What you need to do =
1) In the essay about snow days and virtual school, what time was it when the son came running into the parent's room?
2) Resume the essay about snow days and virtual school, carrying it on from its final sentence.

Study text =
▽

At this point, I don’t even freaking know.

What I do know is that whether the Volunteer State sees one blessed flake this winter or not, my kid is getting a “snow day” or two or more.

He is in second grade, and he’s already stressed to the max. Last week he had trouble falling asleep. He came running into my room at 10:30 pm to ask me to calculate how many hours of sleep he would have left if he was able to fall asleep at that exact moment.

I let him sleep in my bed for a while. Poor thing looked like he was about to sprout a gray hair or two.

One of these days when my son has been working from home for the longest four months of his life and the sight of his Chromebook makes him want to cry, I’m going to turn off the alarm and let him sleep in. We will make hot cocoa and watch movies and stay in bed the entire day. Never once will we consider doing a minute of school work.

Virtual school is still school. Imagine being eight years old and frustrated by the isolation that comes with a global pandemic. Now imagine trying to manage your own time and complete all your work. Factor in that you don’t get to take a day off for a sniffle or a sour tummy anymore because your work is at home.

Now think about the fact that you never get a single minute time away from your (also very stressed out) mother who doesn’t know a ten frame from her elbow. It’s just a lot.

Academics come very easy to my kid, but I know the stress is going to pile up eventually. This is all brand new, and he is already over it.  Today, he dropped his seat work binder. Papers went flying everywhere, and it took me over an hour to sort and reorganize it. I thought my kid was going to have a full on come-apart. I had to reschedule recess so he could collect himself. Distance learning is not for the faint of heart, y’all.

I am infinitely more concerned with his mental health than his second-grade education right now. He’s bright. He will be fine academically if he misses a day or two here and there so he can build a snowman. (Or ya know, whatever Southern kids build in the yard on a “snow day” when it’s 50 degrees out.)

Sometimes, knowing when you need to give yourself a break is more important than learning place values. Phonics is great, but trusting your mom to understand when you’re approaching your limits is better. Does he need to know how to read a map? Yes. But he also needs to learn to read himself. There is value in knowing when you just need to pause.

△

Entries provided =
▽

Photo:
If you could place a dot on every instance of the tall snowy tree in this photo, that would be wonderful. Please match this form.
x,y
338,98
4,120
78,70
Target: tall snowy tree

△

Answers per task =
1) 10:30 pm

2)
No, he isn’t getting up and leaving the house for school every day, but in some ways, that’s making his life even harder. There is no whispering to his buddy in the line. No playing Ninja Turtles on the playground. There are no Fun Fridays, no blacklight parties for the class who sells the most cookie dough. Absolutely nothing feels like a regular school year.

When I see that all of this is starting to weigh on my kid, I’m going to step in and declare that he gets a break. We might even coordinate with one of my husband’s day off. The whole family gets to be home together on our “snow day.”

I’m not saying every time my kid grumbles or gets frustrated with school, he gets to play hooky. Most of the time, he will be dragging his groggy heinie out of bed at 6:30 a.m. as scheduled. Letting him fall behind academically is not okay, and I’ll make sure he’s keeping up. Like I said, virtual school is still most definitely “real school.”

It’s just that so many of our kids’ formerly valid excuses for taking a little time off are now gone. Our school district issued Chromebooks to everyone. Even the kids who are attending in person are also working from home on a hybrid schedule. During a regular year, a mild illness, a missed bus, or a dentist appointment might be enough to convince your mom to give you the entire day off. Students don’t have that anymore. Everyone is set up to continue working like trusty mail carriers– through snow, heat and gloom of night.

I’m not suggesting we are going to go bonkers with weekly spa appointments or anything. But if once in a while my kid just needs a day off, he’s going to get a “snow day.” When he is a grownup, he will have sick days and paid time off. He will get a chance to dictate his own schedule and fend off his own burnout by making good use of those days.

Why not start teaching him those skills now by making sure we get a “snow day” or two, with or without actual snow?